## PROBLEM
What lines in the records below mention "wooden"? List them all.

## STUDY MATERIAL

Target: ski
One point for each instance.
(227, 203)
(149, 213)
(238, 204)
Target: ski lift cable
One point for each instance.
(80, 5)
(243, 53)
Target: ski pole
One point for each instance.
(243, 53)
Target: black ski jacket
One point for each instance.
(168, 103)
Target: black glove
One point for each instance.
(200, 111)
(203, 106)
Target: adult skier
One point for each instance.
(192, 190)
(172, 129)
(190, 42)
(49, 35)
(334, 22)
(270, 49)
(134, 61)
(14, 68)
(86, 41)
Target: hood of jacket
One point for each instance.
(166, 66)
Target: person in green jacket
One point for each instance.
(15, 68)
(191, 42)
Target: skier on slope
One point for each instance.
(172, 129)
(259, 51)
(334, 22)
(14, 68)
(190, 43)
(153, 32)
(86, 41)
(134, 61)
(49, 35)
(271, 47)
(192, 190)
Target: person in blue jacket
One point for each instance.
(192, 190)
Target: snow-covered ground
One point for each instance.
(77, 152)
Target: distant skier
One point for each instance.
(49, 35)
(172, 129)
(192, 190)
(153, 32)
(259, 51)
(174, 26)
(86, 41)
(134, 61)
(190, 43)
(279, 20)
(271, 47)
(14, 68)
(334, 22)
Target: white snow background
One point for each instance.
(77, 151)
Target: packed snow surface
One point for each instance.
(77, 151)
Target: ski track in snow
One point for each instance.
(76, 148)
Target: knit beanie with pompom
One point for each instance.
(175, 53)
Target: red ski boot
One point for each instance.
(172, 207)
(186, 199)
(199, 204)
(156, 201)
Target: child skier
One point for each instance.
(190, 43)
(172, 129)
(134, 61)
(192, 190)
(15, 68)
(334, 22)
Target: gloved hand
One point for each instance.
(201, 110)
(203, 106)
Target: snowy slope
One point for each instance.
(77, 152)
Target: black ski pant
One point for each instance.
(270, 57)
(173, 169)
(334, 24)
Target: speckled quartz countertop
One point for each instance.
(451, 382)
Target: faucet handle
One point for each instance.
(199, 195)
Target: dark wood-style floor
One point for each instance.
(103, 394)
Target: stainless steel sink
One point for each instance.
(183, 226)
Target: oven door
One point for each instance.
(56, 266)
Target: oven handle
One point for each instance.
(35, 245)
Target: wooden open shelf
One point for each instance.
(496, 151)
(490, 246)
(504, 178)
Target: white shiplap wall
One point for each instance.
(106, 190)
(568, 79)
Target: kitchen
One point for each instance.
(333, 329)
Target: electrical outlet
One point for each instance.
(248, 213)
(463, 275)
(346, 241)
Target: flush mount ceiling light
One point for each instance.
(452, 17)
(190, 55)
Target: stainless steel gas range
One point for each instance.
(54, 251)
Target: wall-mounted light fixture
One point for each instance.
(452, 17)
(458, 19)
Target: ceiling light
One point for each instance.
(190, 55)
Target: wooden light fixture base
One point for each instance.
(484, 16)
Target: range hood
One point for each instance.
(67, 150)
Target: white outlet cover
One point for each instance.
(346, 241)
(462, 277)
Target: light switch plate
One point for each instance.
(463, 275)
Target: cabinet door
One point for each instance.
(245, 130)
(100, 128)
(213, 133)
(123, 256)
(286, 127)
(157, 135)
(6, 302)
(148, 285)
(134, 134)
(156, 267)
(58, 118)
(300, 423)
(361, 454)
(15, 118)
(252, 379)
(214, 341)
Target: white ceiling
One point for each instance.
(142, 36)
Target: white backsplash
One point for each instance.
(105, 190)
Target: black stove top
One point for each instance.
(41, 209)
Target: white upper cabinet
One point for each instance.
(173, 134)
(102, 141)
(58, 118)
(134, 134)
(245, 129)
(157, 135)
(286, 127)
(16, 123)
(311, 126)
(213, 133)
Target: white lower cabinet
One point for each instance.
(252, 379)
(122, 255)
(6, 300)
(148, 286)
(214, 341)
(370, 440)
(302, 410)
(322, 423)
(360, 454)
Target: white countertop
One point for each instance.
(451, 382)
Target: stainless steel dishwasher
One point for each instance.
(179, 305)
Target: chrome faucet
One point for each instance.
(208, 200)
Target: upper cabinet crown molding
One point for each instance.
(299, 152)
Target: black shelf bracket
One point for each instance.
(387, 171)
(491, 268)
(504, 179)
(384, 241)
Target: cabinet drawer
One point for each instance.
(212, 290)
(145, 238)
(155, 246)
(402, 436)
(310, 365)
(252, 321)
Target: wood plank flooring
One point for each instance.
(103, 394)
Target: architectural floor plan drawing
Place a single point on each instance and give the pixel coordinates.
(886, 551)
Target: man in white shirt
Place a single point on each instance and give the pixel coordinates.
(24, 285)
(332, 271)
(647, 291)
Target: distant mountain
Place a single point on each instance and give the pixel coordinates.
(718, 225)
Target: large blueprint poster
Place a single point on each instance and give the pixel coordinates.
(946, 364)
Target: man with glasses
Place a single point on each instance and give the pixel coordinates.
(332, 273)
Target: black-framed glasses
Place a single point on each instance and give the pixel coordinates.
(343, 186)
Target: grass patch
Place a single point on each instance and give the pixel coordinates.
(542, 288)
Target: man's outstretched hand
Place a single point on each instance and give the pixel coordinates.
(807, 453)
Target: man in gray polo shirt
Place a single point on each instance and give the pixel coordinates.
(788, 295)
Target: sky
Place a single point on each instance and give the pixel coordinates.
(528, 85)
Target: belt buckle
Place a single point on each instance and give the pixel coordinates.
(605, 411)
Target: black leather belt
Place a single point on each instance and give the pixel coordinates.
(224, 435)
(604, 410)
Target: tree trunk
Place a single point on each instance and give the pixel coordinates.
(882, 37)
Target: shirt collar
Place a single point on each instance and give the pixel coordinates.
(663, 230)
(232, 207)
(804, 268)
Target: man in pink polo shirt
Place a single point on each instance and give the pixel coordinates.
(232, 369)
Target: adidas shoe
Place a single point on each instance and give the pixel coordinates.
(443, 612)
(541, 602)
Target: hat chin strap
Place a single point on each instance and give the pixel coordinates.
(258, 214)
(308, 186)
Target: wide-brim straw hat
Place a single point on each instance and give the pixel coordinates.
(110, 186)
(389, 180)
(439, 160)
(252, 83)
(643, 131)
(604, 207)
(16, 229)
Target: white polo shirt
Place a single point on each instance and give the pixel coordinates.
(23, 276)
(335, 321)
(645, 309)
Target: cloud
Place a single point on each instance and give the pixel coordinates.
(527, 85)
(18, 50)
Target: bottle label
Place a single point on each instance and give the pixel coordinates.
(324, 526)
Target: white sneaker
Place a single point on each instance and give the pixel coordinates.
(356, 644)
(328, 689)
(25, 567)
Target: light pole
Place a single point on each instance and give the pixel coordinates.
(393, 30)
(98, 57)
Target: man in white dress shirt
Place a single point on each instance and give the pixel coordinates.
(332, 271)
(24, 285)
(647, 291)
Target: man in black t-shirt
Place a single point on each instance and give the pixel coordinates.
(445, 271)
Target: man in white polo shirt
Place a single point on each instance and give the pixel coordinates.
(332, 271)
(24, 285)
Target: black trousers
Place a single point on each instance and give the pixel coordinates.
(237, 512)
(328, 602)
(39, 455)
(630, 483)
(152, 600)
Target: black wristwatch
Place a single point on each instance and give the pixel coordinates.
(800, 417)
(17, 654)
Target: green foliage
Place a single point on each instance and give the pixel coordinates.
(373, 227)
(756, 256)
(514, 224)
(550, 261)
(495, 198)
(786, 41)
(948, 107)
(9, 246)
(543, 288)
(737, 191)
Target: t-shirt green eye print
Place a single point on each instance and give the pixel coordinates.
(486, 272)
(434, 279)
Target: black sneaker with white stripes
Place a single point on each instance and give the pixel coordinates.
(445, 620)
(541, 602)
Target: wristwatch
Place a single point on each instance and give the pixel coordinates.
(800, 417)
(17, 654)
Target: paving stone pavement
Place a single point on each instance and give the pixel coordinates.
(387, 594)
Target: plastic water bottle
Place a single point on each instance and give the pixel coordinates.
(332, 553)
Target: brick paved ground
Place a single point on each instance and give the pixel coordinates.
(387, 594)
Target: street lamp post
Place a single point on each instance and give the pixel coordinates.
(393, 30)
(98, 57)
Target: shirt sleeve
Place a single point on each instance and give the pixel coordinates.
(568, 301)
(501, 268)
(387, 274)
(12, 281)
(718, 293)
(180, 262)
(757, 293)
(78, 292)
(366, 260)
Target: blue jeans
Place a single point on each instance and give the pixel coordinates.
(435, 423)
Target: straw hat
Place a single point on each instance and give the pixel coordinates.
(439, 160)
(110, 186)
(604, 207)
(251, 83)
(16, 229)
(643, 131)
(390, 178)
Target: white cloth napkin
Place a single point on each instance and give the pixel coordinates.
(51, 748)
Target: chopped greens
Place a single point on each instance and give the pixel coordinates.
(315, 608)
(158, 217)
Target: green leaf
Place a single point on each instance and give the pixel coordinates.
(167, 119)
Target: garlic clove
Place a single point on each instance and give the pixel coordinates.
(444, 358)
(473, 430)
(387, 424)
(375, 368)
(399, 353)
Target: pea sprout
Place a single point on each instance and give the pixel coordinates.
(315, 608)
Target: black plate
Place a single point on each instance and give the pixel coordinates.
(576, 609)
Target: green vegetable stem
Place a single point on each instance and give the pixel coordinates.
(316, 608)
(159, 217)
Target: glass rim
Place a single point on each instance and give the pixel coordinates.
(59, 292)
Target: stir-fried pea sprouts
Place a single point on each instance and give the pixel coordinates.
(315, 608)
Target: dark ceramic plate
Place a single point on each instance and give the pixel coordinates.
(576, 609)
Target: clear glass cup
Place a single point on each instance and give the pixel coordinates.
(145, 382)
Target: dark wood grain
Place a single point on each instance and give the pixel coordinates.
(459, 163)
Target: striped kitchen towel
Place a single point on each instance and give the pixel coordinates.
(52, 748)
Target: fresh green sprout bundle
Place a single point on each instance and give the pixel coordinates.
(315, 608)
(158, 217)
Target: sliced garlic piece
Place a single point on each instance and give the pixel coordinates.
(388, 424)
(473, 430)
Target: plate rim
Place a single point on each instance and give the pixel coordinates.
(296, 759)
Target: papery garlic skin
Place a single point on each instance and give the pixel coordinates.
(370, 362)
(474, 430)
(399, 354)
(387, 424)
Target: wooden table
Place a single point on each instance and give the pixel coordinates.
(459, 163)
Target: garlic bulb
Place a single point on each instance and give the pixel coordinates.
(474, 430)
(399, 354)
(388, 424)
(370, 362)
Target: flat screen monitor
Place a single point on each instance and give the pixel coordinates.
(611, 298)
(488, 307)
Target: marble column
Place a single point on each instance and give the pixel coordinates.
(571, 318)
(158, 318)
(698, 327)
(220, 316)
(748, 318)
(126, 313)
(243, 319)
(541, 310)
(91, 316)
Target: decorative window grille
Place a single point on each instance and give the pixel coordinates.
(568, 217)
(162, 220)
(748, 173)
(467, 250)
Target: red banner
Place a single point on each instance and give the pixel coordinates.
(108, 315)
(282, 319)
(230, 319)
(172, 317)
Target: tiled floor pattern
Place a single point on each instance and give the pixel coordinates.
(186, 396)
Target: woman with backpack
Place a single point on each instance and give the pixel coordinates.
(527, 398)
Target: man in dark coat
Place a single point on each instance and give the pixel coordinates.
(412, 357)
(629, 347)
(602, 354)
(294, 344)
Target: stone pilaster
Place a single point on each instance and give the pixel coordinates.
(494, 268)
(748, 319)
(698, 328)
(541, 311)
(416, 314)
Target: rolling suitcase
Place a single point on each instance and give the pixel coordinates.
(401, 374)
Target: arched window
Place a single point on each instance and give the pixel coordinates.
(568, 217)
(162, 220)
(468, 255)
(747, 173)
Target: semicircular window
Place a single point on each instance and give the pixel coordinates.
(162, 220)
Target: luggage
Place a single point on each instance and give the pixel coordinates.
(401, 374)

## SOLUTION FOR THIS TASK
Target: wooden open shelf
Target: wooden light fixture base
Target: wooden table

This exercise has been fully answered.